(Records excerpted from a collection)
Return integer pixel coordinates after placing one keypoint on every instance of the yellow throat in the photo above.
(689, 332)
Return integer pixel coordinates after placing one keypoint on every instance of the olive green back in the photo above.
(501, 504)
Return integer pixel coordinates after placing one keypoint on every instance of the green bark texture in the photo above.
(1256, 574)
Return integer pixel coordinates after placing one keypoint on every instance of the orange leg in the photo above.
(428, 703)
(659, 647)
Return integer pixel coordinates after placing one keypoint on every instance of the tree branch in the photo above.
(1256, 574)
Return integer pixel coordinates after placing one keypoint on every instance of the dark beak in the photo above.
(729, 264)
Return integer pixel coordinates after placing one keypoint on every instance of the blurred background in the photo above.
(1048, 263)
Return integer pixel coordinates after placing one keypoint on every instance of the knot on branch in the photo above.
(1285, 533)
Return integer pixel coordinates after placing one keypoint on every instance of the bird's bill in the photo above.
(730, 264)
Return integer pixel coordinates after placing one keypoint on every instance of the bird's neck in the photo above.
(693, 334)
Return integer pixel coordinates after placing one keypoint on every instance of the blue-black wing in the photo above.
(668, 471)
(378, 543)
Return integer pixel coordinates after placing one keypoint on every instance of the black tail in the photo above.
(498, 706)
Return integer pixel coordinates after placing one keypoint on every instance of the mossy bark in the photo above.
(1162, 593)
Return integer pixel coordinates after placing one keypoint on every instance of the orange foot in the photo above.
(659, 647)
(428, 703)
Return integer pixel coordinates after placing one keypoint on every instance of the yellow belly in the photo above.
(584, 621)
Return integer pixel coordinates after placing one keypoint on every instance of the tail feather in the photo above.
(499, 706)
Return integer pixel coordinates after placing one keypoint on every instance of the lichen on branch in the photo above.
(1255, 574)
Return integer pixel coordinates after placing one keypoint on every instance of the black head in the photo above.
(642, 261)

- Exercise -
Your task is to retype all the records above with nothing left out.

- Task solution -
Return integer pixel coordinates after placing one keypoint on every instance of the yellow throat in the photo above.
(689, 332)
Return integer pixel coordinates after placing one keypoint on every instance of the olive green back in the photo above.
(501, 504)
Return integer pixel coordinates after placing one keypoint on every instance of the green bark texture in the photo above.
(1256, 574)
Return integer pixel coordinates after placing one keypoint on every instance of the orange leg in the photo above.
(428, 703)
(659, 647)
Return integer pixel coordinates after placing one keypoint on every instance of the tree branch in the photo above.
(1256, 574)
Return integer pixel coordinates after placing one keypoint on every instance of the dark beak in the photo above.
(729, 264)
Return integer pixel coordinates after placing one keypoint on every instance of the blurred background in the photo above.
(1048, 263)
Return integer pixel coordinates after placing one keypoint on every instance of the knot on branch in the photo above.
(1285, 533)
Return integer pixel coordinates after placing one keypoint on every instance of the bird's bill in the photo above.
(730, 264)
Return integer pixel coordinates after placing one keypoint on every instance of the bird's neck in the photo above.
(693, 334)
Return integer pixel coordinates after placing one keypoint on every instance of the blue-black wing in the photo above.
(668, 471)
(378, 543)
Return integer pixel coordinates after placing one keypoint on every instance of the black tail in the photo above.
(498, 706)
Return integer pixel coordinates after placing one keypoint on every instance of the mossy bark in the photo above.
(1162, 593)
Return integer pixel coordinates after placing one keypoint on every instance of the orange foot in the photo above.
(659, 647)
(428, 703)
Return integer pixel coordinates after placing one keypoint on every instance of the yellow belly in the photo above.
(584, 621)
Return integer pixel coordinates after placing one keypoint on every instance of the tail feather in the photo above.
(499, 706)
Return integer pixel coordinates after placing one keypoint on every instance of the lichen on branch in the photo above.
(1255, 574)
Return integer pixel coordinates after placing one keypoint on every instance of the black head in the photo above.
(642, 261)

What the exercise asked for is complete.